Dataset rows showing where objects appear
— Start —

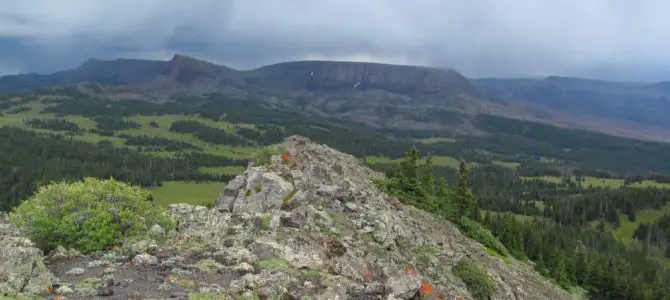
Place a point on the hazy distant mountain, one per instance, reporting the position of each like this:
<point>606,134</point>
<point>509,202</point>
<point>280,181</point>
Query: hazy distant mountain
<point>382,95</point>
<point>637,102</point>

— End —

* REQUIRED TASK *
Please duplicate the data above line for line, leaving out the pictures.

* COMPLETED TASK *
Place a point on the hazy distant mountain, one per instance, reporting the position of each like this:
<point>606,134</point>
<point>509,202</point>
<point>280,181</point>
Query: hazy distant mountain
<point>382,95</point>
<point>637,102</point>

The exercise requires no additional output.